Update the items below by changing every "one dot per instance" to "one point per instance" and leaving everything else unchanged. Omit the pictures from your answer.
-- Start of Dataset --
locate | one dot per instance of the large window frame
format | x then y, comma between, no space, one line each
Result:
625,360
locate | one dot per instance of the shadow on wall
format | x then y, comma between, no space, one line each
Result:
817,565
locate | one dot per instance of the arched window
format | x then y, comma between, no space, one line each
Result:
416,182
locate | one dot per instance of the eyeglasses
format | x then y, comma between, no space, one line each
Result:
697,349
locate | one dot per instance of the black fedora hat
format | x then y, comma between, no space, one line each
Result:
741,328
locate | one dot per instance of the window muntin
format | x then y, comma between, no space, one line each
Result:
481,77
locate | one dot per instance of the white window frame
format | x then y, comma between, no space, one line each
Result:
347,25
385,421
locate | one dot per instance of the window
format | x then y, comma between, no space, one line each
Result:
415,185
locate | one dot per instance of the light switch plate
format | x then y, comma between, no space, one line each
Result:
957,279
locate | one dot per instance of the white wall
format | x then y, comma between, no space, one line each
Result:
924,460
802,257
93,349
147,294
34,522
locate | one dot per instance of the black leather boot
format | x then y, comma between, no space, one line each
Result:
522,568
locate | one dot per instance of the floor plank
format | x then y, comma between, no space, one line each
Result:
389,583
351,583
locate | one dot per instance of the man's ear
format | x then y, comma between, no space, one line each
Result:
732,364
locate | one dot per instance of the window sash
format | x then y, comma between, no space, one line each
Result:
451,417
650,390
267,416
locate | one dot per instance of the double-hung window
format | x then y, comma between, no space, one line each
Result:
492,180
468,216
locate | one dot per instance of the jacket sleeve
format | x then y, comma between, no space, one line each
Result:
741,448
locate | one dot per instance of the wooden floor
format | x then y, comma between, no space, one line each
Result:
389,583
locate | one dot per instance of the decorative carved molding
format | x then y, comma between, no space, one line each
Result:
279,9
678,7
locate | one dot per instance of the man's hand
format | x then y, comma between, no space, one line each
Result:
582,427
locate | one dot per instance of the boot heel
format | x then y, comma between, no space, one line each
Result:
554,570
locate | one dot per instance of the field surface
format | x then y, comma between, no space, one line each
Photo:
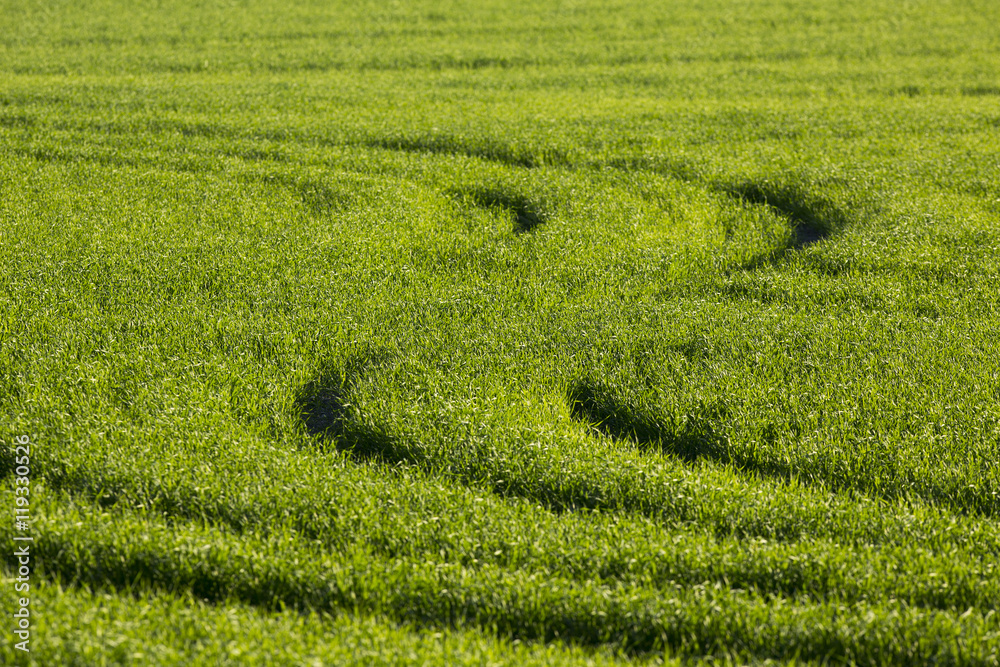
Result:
566,332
-- End of Dataset --
Result of this task -
locate | one point per instance of the large window frame
format | x then y, comma between, no space, one line each
Result:
625,360
locate | one point per instance of the shadow on wall
format | x then y, comma between, no space, one line each
Result:
817,565
locate | one point per instance of the arched window
format | x then y, comma between, no space, one line each
Result:
416,182
locate | one point per instance of the eyeglasses
format | x then y, comma between, no space, one line each
Result:
697,349
locate | one point per instance of the black fedora hat
format | x then y, comma between, no space, one line each
Result:
741,328
locate | one point per instance of the window muntin
format | x then y, comma between, no space, one line each
Result:
481,77
locate | one point per instance of the white window frame
format | x then y, comma between, no space, one line each
Result:
347,25
385,421
locate | one point per instance of the window
format | x then y, comma between, no space, one line each
Result:
415,185
locate | one point per instance of the light switch plate
format | x then y, comma between, no space, one line each
Result:
957,279
locate | one point per instance of the white wall
format | x then y, comma between, no space, one line each
Result:
924,460
802,257
93,349
147,294
34,522
locate | one point per instance of the black leather boot
format | x then y, comma between, no space, one line each
Result:
522,568
locate | one point per instance of the floor plank
format | x then y, comma between, no space, one line each
Result:
389,583
351,583
locate | one point per instance of the man's ear
format | x then y, comma between, no space, one line each
Result:
732,364
locate | one point per instance of the window sash
format | x then y, comma between, no space, one line each
Result:
451,417
650,390
267,416
locate | one point per instance of the double-hung window
format | x then y, comma between, no space, one line each
Result:
492,180
468,216
locate | one point per instance of the jacket sleeve
format | x then y, comma between, no space, one line each
Result:
741,448
locate | one point per instance of the wooden floor
format | x then y, comma between, no space, one line each
Result:
389,583
locate | one point per instance of the decorative carved molding
format | x then y, comma between, no space, one line each
Result:
279,9
678,7
locate | one point per instance of the man's hand
format | x then y, comma between, no space, one line each
Result:
582,427
locate | one point per instance of the boot heel
format | x then y, comma between, no space, one line each
Result:
554,570
locate | one point per instance of the field surface
format | x then y, comma between, no space, one line each
Photo:
Result:
566,332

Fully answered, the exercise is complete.